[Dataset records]

_ _ _ _

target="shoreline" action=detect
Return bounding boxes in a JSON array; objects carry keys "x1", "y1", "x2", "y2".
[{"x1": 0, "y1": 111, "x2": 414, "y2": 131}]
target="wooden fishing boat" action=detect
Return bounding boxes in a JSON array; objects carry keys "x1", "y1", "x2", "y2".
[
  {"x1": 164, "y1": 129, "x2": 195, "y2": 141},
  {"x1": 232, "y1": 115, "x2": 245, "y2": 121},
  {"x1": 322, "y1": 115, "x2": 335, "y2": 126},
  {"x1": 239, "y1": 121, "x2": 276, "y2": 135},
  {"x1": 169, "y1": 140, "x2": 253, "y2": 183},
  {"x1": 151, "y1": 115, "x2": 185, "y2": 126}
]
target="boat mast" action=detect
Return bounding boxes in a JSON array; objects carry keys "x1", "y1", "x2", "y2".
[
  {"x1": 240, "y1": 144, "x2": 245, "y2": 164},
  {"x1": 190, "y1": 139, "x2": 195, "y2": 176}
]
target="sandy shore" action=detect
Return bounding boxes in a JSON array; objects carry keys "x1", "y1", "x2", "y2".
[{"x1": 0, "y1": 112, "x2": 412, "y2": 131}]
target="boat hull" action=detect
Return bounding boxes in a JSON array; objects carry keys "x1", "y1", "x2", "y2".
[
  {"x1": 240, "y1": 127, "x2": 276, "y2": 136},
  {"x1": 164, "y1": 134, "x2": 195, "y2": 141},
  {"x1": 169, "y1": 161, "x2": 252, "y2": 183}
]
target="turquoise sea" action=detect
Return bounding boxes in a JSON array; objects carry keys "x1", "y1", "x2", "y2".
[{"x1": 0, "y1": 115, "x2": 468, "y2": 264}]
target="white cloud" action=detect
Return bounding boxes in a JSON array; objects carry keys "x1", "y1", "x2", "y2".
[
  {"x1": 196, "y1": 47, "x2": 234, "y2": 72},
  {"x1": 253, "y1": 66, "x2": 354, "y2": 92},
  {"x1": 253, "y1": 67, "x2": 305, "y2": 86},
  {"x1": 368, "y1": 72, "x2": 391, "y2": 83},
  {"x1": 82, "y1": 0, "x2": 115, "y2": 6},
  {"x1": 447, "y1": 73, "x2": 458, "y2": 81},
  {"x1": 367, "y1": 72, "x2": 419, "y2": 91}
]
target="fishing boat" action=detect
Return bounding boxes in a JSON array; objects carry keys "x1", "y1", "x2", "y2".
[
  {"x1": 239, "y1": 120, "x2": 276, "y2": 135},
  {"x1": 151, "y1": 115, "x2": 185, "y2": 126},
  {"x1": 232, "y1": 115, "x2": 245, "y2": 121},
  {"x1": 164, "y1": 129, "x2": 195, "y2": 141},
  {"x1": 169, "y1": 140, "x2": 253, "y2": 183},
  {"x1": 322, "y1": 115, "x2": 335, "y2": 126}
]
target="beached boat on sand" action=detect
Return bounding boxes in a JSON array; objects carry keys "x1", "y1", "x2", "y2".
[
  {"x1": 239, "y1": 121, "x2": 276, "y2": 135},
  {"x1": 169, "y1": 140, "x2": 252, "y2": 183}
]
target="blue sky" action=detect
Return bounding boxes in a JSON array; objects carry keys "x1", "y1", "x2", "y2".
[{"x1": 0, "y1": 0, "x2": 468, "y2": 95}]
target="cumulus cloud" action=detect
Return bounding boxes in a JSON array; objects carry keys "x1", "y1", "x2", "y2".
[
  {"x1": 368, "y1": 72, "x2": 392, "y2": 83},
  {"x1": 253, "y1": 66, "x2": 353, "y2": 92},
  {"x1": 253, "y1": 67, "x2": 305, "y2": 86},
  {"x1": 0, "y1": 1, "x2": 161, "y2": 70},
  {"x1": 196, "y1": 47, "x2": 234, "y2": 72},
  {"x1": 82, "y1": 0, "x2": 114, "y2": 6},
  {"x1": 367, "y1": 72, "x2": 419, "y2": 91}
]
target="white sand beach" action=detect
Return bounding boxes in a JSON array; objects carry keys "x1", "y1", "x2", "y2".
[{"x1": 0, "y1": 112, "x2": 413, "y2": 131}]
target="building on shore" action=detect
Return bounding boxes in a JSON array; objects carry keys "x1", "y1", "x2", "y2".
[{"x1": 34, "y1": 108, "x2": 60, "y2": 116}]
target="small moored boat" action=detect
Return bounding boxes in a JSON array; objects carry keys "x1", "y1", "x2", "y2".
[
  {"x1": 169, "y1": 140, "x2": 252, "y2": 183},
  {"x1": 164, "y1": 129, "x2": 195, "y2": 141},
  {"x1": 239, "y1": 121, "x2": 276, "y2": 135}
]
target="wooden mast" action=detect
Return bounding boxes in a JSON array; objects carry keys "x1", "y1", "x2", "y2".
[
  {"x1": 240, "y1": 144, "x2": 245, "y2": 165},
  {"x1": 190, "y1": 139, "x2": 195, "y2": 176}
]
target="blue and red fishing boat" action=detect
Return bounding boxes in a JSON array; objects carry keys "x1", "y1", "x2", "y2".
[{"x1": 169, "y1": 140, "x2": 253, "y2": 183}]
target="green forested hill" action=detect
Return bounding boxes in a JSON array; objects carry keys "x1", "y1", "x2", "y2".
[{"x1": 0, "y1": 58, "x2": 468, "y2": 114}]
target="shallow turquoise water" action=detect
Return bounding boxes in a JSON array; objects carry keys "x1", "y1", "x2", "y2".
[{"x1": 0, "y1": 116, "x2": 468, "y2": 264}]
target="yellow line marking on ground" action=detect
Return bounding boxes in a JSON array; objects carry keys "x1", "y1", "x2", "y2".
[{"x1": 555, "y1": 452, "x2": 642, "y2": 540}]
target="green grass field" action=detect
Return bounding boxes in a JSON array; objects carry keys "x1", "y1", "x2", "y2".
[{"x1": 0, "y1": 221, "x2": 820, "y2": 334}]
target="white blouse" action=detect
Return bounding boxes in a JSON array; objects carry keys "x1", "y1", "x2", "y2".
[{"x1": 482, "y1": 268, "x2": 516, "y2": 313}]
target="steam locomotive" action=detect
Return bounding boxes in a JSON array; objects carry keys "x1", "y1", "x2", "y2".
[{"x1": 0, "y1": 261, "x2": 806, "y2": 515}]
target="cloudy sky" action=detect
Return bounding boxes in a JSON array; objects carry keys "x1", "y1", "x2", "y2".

_ _ _ _

▸ Objective: Please select every line of the records above that contains the word "white", and copy each one out. Case counts.

▸ Correct output:
target="white cloud" action=detect
target="white sand beach" action=detect
target="white blouse" action=detect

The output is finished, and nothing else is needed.